━━━━━ Material provided

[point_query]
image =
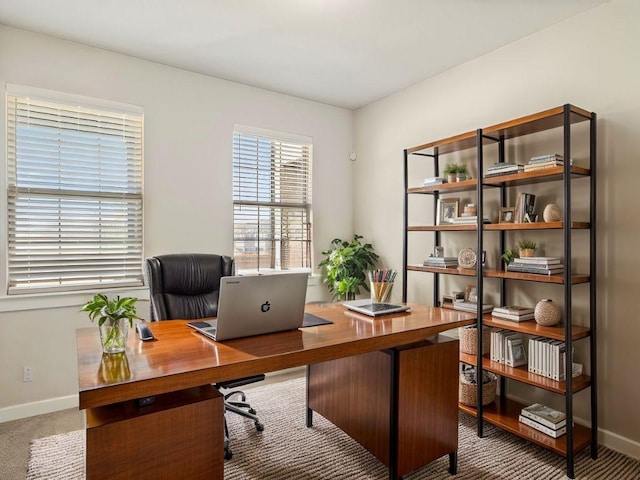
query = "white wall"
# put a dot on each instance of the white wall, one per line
(189, 121)
(591, 61)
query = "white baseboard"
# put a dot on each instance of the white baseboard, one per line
(16, 412)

━━━━━━━━━━

→ How to complete this task
Your response must restate every record above exactly, with each picture omitted.

→ Response below
[point_query]
image =
query = "white wall"
# put a dot on each instance of the white wall, one per line
(189, 121)
(591, 61)
query = "white baseboard"
# put a dot on each instance of the white baseboard, one per line
(16, 412)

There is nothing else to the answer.